=== Supplied passage ===
──────────

+void AliPHOSv1::CPVDigitize (TLorentzVector p, Float_t *zxhit, TClonesArray *cpvDigits)
+{
+ // ------------------------------------------------------------------------
+ // Digitize one CPV hit:
+ // On input take exact 4-momentum p and position zxhit of the hit,
+ // find the pad response around this hit and
+ // put the amplitudes in the pads into array digits
+ //
+ // Author: Yuri Kharlov (after Serguei Sadovsky)
+ // 2 October 2000
+ // ------------------------------------------------------------------------
+
+ const Float_t kCelWr = GetGeometry()->GetPadSizePhi()/2; // Distance between wires (2 wires above 1 pad)
+ const Float_t kDetR = 0.1; // Relative energy fluctuation in track for 100 e-
+ const Float_t kdEdx = 4.0; // Average energy loss in CPV;
+ const Int_t kNgamz = 5; // Ionization size in Z
+ const Int_t kNgamx = 9; // Ionization size in Phi
+ const Float_t kNoise = 0.03; // charge noise in one pad
+
+ Float_t rnor1,rnor2;
+
+ // Just a reminder on axes notation in the CPV module:
+ // axis Z goes along the beam
+ // axis X goes across the beam in the module plane
+ // axis Y is a normal to the module plane showing from the IP
+
+ Float_t hitX = zxhit[0];
+ Float_t hitZ =-zxhit[1];
+ Float_t pX = p.Px();
+ Float_t pZ =-p.Pz();
+ Float_t pNorm = p.Py();
+ Float_t eloss = kdEdx;
+
+//Info("CPVDigitize", "YVK : %f %f | %f %f %d", hitX, hitZ, pX, pZ, pNorm) ;
+
+ Float_t dZY = pZ/pNorm * GetGeometry()->GetCPVGasThickness();
+ Float_t dXY = pX/pNorm * GetGeometry()->GetCPVGasThickness();
+ gRandom->Rannor(rnor1,rnor2);
+ eloss *= (1 + kDetR*rnor1) *
+ TMath::Sqrt((1 + ( pow(dZY,2) + pow(dXY,2) ) / pow(GetGeometry()->GetCPVGasThickness(),2)));
+ Float_t zhit1 = hitZ + GetGeometry()->GetCPVActiveSize(1)/2 - dZY/2;
+ Float_t xhit1 = hitX + GetGeometry()->GetCPVActiveSize(0)/2 - dXY/2;
+ Float_t zhit2 = zhit1 + dZY;
+ Float_t xhit2 = xhit1 + dXY;
+
+ Int_t iwht1 = (Int_t) (xhit1 / kCelWr); // wire (x) coordinate "in"

──────────

=== Supplied material ===
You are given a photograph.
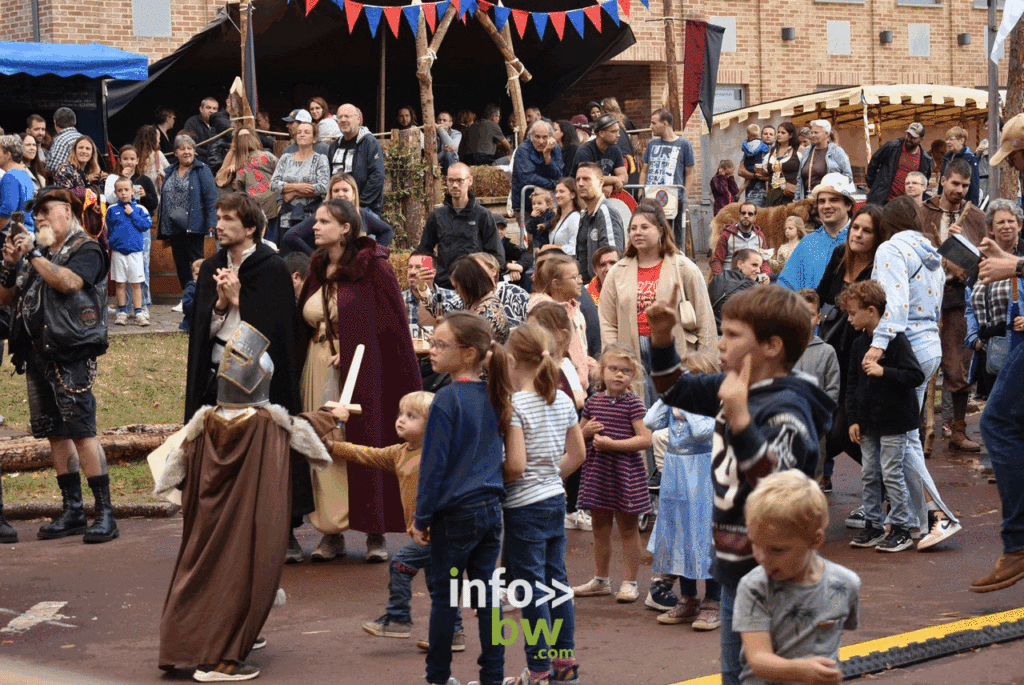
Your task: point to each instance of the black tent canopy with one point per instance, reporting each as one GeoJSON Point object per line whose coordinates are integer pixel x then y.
{"type": "Point", "coordinates": [298, 56]}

──────────

=== What the task requires ===
Answer these about the CPVDigitize code:
(a) Who is credited as author in the header comment, and what date is given?
(b) What value is assigned to kNoise, and what does its comment say it represents?
(c) According to the reminder on axes notation, how is axis Y oriented?

=== Answer for this exercise ===
(a) Yuri Kharlov (after Serguei Sadovsky), 2 October 2000.
(b) 0.03, the charge noise in one pad.
(c) Axis Y is a normal to the module plane showing from the IP.